Embora Laguna careça de levantamento oficial de dados a respeito, o professor Fábio Daura Jorge aponta a presença de poluição orgânica e poluição química na lagoa.
— De repente o fungo está nos prestando um grande serviço, está sendo um indicador de que o ambiente não está saudável para essa população de botos. Se não está saudável para eles, não está saudável para nós também. Com certeza alguma coisa deve ser feita — alerta o pesquisador.
A secretária do Meio Ambiente de Laguna, Aline Trichês Savi, diz ter dificuldades para colocar em prática projetos por ainda não ter conhecimento de um método eficaz de limpeza para a área. No entanto, pretende conscientizar as pessoas sobre a poluição.
— Queremos que as famílias liguem as casas à rede coletora de esgoto da Casan e não joguem lixo na lagoa.
A expectativa de Aline é colocar o projeto em prática no início de maio com palestras em escolas, empresas e comunidades.
ENTREVISTA
Fábio Daura Jorge
Doutor em Biologia, professor e pesquisador
“A doença é um indicador da qualidade da água”

| Instruções do exercício |
Por favor, responda: segundo o texto de estudo, quando Aline Trichês Savi espera colocar o projeto em prática?

| Dados extraídos |

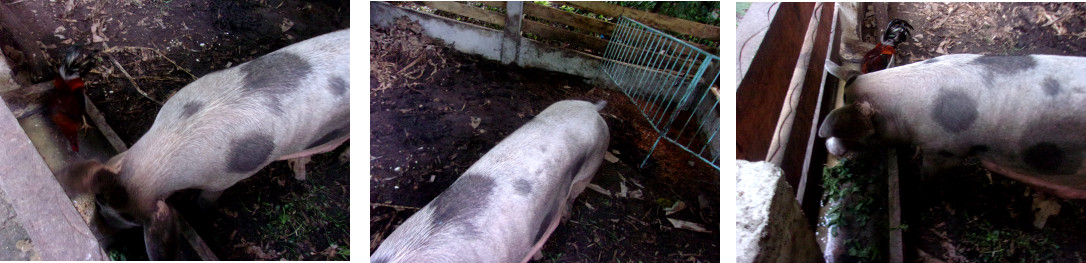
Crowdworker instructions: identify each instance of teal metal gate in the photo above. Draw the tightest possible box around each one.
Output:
[599,16,720,170]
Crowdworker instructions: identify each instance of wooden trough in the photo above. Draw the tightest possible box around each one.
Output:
[0,47,217,261]
[736,3,905,262]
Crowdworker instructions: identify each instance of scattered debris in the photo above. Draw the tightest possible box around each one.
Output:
[664,200,686,215]
[668,217,710,233]
[1033,191,1060,229]
[604,152,618,163]
[588,184,611,197]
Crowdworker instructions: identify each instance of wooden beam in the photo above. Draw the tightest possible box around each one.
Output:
[522,20,607,53]
[422,1,505,26]
[781,2,834,193]
[525,2,615,36]
[555,1,720,42]
[479,1,506,9]
[735,2,815,162]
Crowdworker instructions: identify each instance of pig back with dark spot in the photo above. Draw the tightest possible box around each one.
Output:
[848,54,1086,189]
[371,101,609,262]
[115,30,350,201]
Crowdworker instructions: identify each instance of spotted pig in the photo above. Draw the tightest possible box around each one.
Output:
[370,100,610,262]
[63,29,351,260]
[819,54,1086,199]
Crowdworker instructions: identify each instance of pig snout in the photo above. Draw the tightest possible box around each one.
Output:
[370,100,610,262]
[819,54,1086,199]
[61,29,350,260]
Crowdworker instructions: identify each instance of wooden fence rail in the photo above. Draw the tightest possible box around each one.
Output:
[408,1,720,56]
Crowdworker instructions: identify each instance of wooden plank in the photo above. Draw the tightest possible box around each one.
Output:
[480,1,506,9]
[556,1,720,42]
[781,2,834,197]
[522,20,607,52]
[886,149,905,263]
[525,2,615,36]
[735,2,779,79]
[796,3,855,226]
[422,1,505,26]
[735,2,815,162]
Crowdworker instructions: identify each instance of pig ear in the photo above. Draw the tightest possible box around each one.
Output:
[818,102,874,139]
[61,161,119,195]
[143,200,180,261]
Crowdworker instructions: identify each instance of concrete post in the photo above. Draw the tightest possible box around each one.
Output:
[502,1,525,65]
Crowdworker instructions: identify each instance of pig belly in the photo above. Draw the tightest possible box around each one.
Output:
[981,160,1086,199]
[277,137,349,161]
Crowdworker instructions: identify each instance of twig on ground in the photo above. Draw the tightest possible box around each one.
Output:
[369,203,422,210]
[102,42,162,105]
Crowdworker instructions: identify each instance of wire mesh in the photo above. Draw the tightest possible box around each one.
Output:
[599,16,720,170]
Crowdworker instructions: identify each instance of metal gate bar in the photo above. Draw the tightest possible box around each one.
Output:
[599,16,720,170]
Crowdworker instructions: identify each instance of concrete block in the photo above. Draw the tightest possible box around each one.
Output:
[735,160,822,263]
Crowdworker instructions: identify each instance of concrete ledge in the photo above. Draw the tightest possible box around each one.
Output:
[0,46,109,261]
[0,96,106,261]
[735,160,822,263]
[369,2,599,78]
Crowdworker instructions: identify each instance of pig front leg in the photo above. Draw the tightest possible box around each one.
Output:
[287,156,310,180]
[197,190,223,211]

| Espaço da resposta |
No início de maio.